Achieving the right weight on the scales so that regulatory incentives can produce public goods like affordability within a market rife with incentives to maximize profit on tight margins is delicate, complex, and perhaps futile.

The City Council will get their hands on the levers at Tuesday afternoon’s work session on the Affordable Housing Incentives ordinance.

Their discussion will likely reveal whether the council’s seven members consider sufficient the latest terms hammered out by the Administration after public comment and stakeholder feedback.

Among those revisions are concessions to both neighborhood preservationists and developers. Affordable housing advocates look the losers.

What’s new?

First, take a look at our review from this June.

Here’s how the City Council’s Staff report presents the updated incentive and reward structure:

Make sure to page through the two slides. The second shows the requirements for the large majority of city zones.

As it reads, the categories are: 1) Type A: single-family zones, 2) Type B: RMF-30 (recently rewritten) and other largely irrelevant RMF zones which are currently being phased out (-35, -45, -75), and 3) Type C: Every other zone. Yes, every other zone.

In all those zones, the affordability requirements for added density will be at most 20% of the units at 80% AMI. As the Administration’s staff report notes, “we had to decrease the percentage of affordable units in most categories.”

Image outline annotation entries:
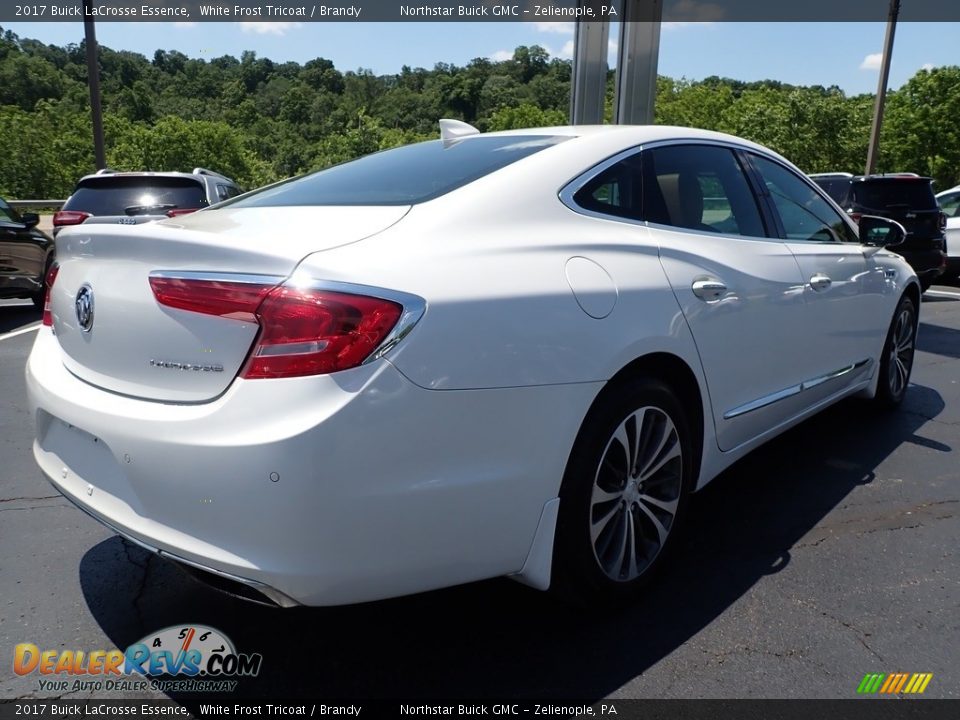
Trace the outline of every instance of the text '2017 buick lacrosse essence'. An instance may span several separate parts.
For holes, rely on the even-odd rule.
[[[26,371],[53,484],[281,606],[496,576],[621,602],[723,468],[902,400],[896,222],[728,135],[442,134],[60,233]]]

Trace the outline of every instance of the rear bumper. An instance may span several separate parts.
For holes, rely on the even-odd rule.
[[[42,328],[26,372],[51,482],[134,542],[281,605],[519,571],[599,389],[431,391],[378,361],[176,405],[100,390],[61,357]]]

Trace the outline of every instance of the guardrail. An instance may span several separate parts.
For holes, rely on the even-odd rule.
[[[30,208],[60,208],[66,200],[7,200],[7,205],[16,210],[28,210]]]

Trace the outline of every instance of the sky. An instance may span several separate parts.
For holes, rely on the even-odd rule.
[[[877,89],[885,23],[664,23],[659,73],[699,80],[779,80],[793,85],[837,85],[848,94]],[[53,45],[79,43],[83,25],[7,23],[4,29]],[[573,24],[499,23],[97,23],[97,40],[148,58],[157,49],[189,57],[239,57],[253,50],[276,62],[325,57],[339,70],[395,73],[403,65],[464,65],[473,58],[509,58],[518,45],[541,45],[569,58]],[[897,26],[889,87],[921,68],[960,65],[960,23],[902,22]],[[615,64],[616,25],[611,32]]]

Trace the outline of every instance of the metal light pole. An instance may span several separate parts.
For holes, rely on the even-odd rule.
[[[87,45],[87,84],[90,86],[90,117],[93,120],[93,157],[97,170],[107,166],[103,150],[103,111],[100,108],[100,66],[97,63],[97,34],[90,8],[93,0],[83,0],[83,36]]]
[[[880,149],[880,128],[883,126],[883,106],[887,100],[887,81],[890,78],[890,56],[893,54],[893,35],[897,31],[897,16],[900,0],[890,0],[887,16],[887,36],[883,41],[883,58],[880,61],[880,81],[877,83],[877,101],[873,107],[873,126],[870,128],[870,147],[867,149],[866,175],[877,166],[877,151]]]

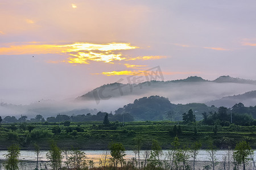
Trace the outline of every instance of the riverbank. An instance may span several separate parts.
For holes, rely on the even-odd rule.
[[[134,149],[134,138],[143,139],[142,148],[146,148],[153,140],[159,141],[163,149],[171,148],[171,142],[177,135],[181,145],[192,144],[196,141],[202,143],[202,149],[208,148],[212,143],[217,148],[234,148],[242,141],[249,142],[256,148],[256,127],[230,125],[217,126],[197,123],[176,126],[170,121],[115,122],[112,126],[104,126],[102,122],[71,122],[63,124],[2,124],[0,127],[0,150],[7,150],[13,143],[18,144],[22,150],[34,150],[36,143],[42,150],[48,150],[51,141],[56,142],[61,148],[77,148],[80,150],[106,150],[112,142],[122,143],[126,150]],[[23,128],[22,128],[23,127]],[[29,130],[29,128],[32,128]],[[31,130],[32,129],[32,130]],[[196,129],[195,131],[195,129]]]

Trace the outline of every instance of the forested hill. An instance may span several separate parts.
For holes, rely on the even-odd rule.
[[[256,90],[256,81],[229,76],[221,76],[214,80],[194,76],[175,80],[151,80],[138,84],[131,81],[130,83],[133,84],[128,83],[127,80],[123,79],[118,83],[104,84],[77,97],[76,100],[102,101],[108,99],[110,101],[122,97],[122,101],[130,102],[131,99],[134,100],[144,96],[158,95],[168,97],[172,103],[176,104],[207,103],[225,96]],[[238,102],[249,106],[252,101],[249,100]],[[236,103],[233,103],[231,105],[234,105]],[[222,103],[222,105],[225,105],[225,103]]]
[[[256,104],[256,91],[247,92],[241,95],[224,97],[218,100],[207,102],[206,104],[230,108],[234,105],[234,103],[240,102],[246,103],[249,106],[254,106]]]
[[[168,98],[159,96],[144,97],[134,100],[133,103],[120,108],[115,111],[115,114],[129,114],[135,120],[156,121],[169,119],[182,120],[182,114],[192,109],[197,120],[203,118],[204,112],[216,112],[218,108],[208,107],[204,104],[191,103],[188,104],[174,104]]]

* * *

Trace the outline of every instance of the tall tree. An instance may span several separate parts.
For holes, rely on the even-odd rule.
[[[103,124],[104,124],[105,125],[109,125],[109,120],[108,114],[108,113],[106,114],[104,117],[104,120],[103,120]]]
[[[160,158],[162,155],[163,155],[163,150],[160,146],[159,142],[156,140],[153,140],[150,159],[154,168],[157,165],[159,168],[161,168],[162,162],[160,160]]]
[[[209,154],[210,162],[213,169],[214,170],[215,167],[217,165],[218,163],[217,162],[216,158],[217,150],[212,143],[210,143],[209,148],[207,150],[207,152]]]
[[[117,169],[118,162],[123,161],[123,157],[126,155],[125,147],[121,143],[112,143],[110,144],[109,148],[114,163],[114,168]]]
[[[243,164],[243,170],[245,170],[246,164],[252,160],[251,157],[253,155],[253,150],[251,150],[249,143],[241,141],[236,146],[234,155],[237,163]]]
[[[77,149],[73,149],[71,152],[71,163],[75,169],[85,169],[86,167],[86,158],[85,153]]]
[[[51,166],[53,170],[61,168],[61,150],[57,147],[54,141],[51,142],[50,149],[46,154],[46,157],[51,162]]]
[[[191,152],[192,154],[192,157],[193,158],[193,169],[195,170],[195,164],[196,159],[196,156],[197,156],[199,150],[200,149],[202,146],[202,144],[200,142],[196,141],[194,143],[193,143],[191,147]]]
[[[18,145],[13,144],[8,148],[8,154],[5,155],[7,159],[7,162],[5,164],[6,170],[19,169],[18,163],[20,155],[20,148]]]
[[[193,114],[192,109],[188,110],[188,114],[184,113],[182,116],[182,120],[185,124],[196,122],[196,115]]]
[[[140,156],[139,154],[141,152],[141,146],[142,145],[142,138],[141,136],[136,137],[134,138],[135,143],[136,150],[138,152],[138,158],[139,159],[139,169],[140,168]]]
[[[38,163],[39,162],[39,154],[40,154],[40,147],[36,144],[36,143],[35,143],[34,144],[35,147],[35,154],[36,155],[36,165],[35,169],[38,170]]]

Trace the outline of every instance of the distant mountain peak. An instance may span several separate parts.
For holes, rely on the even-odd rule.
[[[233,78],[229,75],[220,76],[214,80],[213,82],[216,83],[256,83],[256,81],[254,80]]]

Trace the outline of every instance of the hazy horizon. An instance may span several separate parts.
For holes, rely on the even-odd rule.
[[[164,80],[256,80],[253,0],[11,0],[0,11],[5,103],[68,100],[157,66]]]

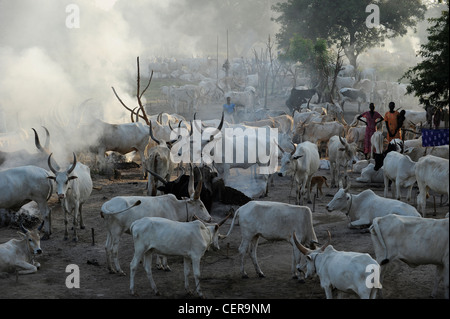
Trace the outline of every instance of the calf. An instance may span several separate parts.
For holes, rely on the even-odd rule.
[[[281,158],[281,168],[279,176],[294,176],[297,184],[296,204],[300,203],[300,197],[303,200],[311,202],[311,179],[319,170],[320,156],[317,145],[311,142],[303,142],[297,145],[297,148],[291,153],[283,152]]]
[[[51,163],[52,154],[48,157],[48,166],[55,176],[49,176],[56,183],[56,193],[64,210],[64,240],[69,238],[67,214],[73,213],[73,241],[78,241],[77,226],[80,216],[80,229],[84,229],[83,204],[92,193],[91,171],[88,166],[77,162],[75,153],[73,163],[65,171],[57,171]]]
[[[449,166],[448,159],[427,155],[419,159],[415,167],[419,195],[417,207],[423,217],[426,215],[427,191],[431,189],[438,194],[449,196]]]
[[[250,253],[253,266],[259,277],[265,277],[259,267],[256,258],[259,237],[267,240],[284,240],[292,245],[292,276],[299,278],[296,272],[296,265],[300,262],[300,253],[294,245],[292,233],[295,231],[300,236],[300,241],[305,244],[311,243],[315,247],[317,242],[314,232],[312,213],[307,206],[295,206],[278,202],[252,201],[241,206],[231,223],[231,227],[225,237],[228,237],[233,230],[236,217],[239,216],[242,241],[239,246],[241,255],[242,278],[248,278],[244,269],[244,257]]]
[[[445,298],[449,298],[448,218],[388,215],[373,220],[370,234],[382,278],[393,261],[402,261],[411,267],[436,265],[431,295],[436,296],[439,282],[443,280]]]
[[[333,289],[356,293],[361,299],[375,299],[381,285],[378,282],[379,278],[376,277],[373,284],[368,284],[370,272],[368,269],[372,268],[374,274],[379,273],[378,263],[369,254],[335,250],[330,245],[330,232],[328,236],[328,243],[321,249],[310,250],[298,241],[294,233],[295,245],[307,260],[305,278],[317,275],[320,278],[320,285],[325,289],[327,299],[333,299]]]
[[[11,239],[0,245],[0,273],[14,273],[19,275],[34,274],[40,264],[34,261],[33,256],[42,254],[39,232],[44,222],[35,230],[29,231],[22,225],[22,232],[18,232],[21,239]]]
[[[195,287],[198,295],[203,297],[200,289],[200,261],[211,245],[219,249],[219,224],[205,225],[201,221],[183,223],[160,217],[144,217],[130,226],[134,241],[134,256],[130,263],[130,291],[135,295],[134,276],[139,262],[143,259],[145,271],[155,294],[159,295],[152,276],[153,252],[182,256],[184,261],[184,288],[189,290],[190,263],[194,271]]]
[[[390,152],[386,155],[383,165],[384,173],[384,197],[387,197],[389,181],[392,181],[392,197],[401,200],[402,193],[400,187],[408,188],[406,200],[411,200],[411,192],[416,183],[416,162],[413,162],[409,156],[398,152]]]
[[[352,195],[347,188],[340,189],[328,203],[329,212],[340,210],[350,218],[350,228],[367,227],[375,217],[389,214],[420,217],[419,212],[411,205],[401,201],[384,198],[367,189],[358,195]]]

# [Requirements]
1. Reproduce the affordable housing passage word for word, everything from "Achieving the right" down to "What’s new?".
2. According to the affordable housing passage, when is the City Council's work session on the Affordable Housing Incentives ordinance?
3. Continue the affordable housing passage, picking up after its final sentence.

# [Final answers]
1.
Achieving the right weight on the scales so that regulatory incentives can produce public goods like affordability within a market rife with incentives to maximize profit on tight margins is delicate, complex, and perhaps futile.

The City Council will get their hands on the levers at Tuesday afternoon’s work session on the Affordable Housing Incentives ordinance.

Their discussion will likely reveal whether the council’s seven members consider sufficient the latest terms hammered out by the Administration after public comment and stakeholder feedback.

Among those revisions are concessions to both neighborhood preservationists and developers. Affordable housing advocates look the losers.

What’s new?

2. Tuesday afternoon.

3.
In addition, properties in Institutional zones will be allowed to build single-family homes and duplexes. Not quite like California’s recent YIGBY (Yes In God’s Back Yard) legislation, which permits multi-family housing on church property as long as 100% of its units are below market rate.

Imagine if LDS stake center and ward house parking lots were 100% affordable housing. This is the 33rd Ward at 453 S. 1100 E. in Salt Lake City.

And in a reversal—a likely concession to “neighborhood character” activists—existing front-, side- and rear setbacks will be retained—as well as current lot coverage maximums.

The requirements for setbacks and front yards are the average of the existing setbacks on the block face (R-1 and Foothills), and 20’ in RMF zones.

Side yards in R-1 are mandated at 4’ on one side and 10’ on the other, allowing a driveway for cars. In RMF, they are 10’.

Lot size maximums are significant and likely to suppress infill development in R-1 and RMF zones. They range from 40-60 percent currently, and in the current proposal, will not change.

Parking minimums for single-family zones, previously at one per unit if the property was not located within a quarter mile of transit, have been eliminated.

What’s fair, what’s effective?

In all the categories other than R-1, Foothills, and RMF, the options to satisfy the affordability requirements through combinations of 5 or 10 percent of the units at “deeper affordability” are multiple.

Is that effective public policy?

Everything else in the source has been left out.